Document =
>>>
Relations avec les musulmans

Après un billet écrit en novembre dernier Pourquoi Benoît XVI est si prudent au sujet de la lettre des 138 musulmans, Sandro Magister consacre son premier billet hebdomadaire de la nouvelle année ( Le cardinal écrit, le prince répond. Les raisons qui séparent le pape des musulmans) à une interview que le cardinal Jean-Louis Tauran, président du conseil pontifical pour le dialogue interreligieux, a accordée à L’Osservatore Romano du 30 décembre.
Il y est question de ce qui est (déjà!) considéré comme un une échéance importante dans l'agenda du Pape pour 2008: une rencontre, prévue pour le printemps, qui « réunira Benoît XVI et une délégation des 138 musulmans qui ont écrit la lettre ouverte 'Une parole commune entre nous et vous' envoyée au pape et à d’autres leaders chrétiens en octobre dernier .
<<<
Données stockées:
>>>
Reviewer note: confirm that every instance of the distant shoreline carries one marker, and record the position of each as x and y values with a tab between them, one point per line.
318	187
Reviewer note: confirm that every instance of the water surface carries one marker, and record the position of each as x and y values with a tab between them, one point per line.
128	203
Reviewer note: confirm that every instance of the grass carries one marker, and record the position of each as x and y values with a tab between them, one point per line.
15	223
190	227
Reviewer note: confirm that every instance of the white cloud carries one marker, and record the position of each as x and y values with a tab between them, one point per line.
<<<
>>>
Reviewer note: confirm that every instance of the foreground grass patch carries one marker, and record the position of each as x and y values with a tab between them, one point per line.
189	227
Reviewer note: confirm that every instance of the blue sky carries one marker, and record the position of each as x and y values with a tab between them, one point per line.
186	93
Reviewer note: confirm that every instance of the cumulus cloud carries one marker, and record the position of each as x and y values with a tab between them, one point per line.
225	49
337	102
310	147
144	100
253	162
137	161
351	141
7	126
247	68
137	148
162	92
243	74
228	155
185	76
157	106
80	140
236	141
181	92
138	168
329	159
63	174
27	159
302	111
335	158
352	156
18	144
<<<
Tâches à réaliser =
(1) Condensez le paragraphe du document commençant par « Après un billet écrit en novembre dernier » en une seule phrase plus courte qui en conserve les faits essentiels.
(2) Relevez toutes les personnes désignées par leur nom propre dans le document.
(3) Prolongez le document sur les relations avec les musulmans en reprenant juste après sa dernière phrase.

Résultats finaux =
(1) Après un billet de novembre sur la prudence de Benoît XVI envers la lettre des 138 musulmans, Sandro Magister consacre son premier billet hebdomadaire de l'année, « Le cardinal écrit, le prince répond », à l'interview accordée le 30 décembre à L'Osservatore Romano par le cardinal Jean-Louis Tauran, président du conseil pontifical pour le dialogue interreligieux.

(2)
- Sandro Magister
- Benoît XVI
- Jean-Louis Tauran

(3)
C’est l’échange de courrier entre Benoît XVI – par l’intermédiaire du cardinal secrétaire d’état Tarcisio Bertone – et l’une des personnalités à l’origine de la lettre des 138, le prince de Jordanie Ghazi bin Muhammad bin Talal, en novembre et décembre derniers, qui a ouvert la voie à cet événement. » (voir plus bas)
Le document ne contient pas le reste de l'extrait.